Passage provided =
Activity: 5-6 hours/8 miles of hiking with 2129’ ascent and 750’ descent


Sunday 19 October 2025 


Another elegantly presented breakfast, this time with a soft egg, but alas, without a piece of toast I just couldn’t eat it!  We left our overnight bags to be transported to our hotel tonight and caught the 8:50am train for a 15-minute ride to Yabuhara.


The scenery from the train was gorgeous. Steep, tree covered hills, mountains poking out of the clouds, beautiful rivers rushing down the mountains. In some spots, there was pretty fall foliage. Rather than going over the hills, the train went through many tunnels.


In Yabuhara, we took a quick walk to a cultural center. There were amazing displays of old artifacts and stuffed animals, including the bears we’ve been on the lookout for: small black bears with a white spot on their chest. Among the artifacts was a drawing of the procession like what would have transported the princess from Kyoto to Tokyo - it looked like the guys would have been carrying a small cabin - not just a carriage!!


This area is apparently renowned for combs, made out of wood with the tiny little teeth sawed by hand. We had a demonstration given by a young man who had been in the musical instrument making industry, but in the last few years has been training in comb making. Most impressive to me was the way he polished the wood using a bone and a piece of shell.


Just before 11am, we were finally ready to hike! I was starving (ok, maybe I was just hungry, not having eaten enough protein this morning)! We hiked through the village but uphill (reminded me a lot of our Portuguese Camino), then finally into a forest. We stopped at an overlook and Akko handed cookies she bought in the village. They were yummy, but I could have eaten a whole package!! We climbed a bit further, then were given a choice to climb some steep stairs to come to the backside of the Torii gate or go around a more gradual climb to the front. Most of our group opted for the steep stairs of course.

ree

At the top, there were some really amazing old statues and for a minute, we had a brief glimpse of Mt XXX, the mountain Tommy had been telling us about for days, but what had been encased in the clouds.

ree

We continued the climb to Torii Pass, which was unremarkable - no view, no memorial. On the way down, we rested in a spot that had been an old tea house, and is now a hikers rest spot. Akko said this valley is scary and reported to be haunted by the more than 500 Samurai warriors that were killed here. She said she’d be afraid to be here at night!

ree

On the way down, I tried to enjoy the scenery and the clean, moist air, knowing our time in the mountains is drawing to an end. It was interesting to compare what is similar to hikes we’ve had elsewhere in the world to what we’d found in Japan. What is different here: availability of drinkable water at pretty regular intervals, as well as toilets (although instead of the pit toilets we find in the wilderness, these were what we call “squatty potties”). Also different here, the periodic statue or memorial with tributes of candles, plants and coins placed at the base.


We arrived in Narai-juku about 1:30pm. The total hike was 4.75 miles, 1082 ft of elevation.

Narai looked like what we’ve come to know as a typical Post Town - older buildings with shops on the street level. We stopped at Soba Noodle Shop where reservations had been made for our lunch. We were served plates of buckwheat noodles, and had pots of broth with vegetables and few small pieces of chicken already cooking. We had these cute little baskets and were instructed to scoop some noodles and immerse them into the liquid just for a little bit (they were precooked). It was yummy, but a bit difficult to eat with chopsticks. We’d previously been told that slurping was not just okay, it was actually encouraged to show you are satisfied with the meal!

Saved data entries =

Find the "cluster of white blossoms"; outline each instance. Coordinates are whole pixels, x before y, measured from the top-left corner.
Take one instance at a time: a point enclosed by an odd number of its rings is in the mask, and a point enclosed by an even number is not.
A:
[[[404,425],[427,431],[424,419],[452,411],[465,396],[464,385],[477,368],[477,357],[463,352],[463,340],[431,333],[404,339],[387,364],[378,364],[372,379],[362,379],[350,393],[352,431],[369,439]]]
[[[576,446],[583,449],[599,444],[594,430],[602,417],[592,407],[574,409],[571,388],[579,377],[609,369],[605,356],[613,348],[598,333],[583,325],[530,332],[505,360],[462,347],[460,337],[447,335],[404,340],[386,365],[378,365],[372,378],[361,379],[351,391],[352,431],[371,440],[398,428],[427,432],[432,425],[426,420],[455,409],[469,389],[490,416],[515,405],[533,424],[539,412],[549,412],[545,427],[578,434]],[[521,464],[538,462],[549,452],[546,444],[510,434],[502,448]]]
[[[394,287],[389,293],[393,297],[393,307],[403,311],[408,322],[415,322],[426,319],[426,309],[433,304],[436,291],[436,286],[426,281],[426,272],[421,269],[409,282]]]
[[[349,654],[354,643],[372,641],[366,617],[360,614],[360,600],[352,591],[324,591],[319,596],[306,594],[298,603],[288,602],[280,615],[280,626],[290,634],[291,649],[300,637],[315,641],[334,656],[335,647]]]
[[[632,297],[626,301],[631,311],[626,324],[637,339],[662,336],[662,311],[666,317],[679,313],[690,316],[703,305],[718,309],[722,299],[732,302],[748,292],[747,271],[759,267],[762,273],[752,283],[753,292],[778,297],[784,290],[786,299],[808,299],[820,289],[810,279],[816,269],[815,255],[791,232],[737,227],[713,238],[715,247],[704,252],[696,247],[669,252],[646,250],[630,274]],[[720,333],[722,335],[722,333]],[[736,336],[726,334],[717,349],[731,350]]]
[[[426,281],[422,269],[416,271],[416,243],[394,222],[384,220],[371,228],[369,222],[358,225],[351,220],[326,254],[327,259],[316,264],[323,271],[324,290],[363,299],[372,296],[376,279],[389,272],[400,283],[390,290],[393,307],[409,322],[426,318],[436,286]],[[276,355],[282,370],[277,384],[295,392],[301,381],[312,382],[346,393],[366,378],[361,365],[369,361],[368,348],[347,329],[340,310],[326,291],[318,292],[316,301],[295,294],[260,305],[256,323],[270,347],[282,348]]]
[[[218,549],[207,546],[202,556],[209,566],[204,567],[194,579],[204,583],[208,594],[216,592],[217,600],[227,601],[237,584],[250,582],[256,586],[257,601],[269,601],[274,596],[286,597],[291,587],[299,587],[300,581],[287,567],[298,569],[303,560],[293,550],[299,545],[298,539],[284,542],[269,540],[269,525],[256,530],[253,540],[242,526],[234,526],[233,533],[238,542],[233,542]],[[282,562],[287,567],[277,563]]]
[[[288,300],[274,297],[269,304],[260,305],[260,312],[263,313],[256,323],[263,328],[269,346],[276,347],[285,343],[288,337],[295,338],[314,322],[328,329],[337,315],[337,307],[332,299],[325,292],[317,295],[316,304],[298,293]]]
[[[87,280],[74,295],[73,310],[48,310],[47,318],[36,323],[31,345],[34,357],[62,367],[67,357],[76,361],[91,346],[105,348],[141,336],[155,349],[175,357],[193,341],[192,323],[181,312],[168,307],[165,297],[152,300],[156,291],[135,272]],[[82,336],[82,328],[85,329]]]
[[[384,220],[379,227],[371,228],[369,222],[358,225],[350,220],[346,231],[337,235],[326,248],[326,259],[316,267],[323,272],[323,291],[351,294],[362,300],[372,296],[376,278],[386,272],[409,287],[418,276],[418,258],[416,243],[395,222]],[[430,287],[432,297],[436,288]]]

Exercise 1 =
Transcribe the part of the Torii Pass hiking entry that opens with "Narai looked like" and closes with "with the meal!".
Exercise 2 =
Write the next part of the Torii Pass hiking entry, picking up after its final sentence.

Task result 1 =
Narai looked like what we’ve come to know as a typical Post Town - older buildings with shops on the street level. We stopped at Soba Noodle Shop where reservations had been made for our lunch. We were served plates of buckwheat noodles, and had pots of broth with vegetables and few small pieces of chicken already cooking. We had these cute little baskets and were instructed to scoop some noodles and immerse them into the liquid just for a little bit (they were precooked). It was yummy, but a bit difficult to eat with chopsticks. We’d previously been told that slurping was not just okay, it was actually encouraged to show you are satisfied with the meal!

Task result 2 =
With full bellies, we collected our shoes and went back out to the street. It was just a few doors down to our Ryokan for tonight at Iseya, which is a 200 year old Waki-Honji, former accommodation for the sub-Lords, and was typical of the merchant houses that line the village's Main Street.


We collected our duffel bags and were shown to our rooms. Next, the “wife of the owner” performed a Tea Ceremony for us. I’m not sure why Akko kept referring to her as the “wife of the owner,” as she seemed to be doing a lot of the work!!


The Tea Ceremony, Sado - represents hospitality of the house and the beauty of the Japanese culture. Each movement had grace and style, and each movement was made with a purpose and reverence. Akko translated and gave us commentary. We learned that to make good tea, a clear and kind mind and pure heart is necessary. She said loves making the tea ceremony as it gives her peace and quiet to reset her mind. The first step was a Purification step, wiping down everything with a red cloth. The tea whisk, is made of bamboo.  She added some cold water to ensure water was not too hot. The tea we were served comes from a 15th generation tea shop in Kyoto. Like the tea we’d been served in Kyoto, we were given a “sweet treat,” a bean paste that was colored and shaped into a maple leaf. Their palate must be so different than our Westernized palate, as Akko said if it’s too sweet, you don’t have to eat it … while most of us were thinking, “bean paste too sweet?!” It was an elegant ceremony and we were so touched that she wanted to extend that hospitality to us.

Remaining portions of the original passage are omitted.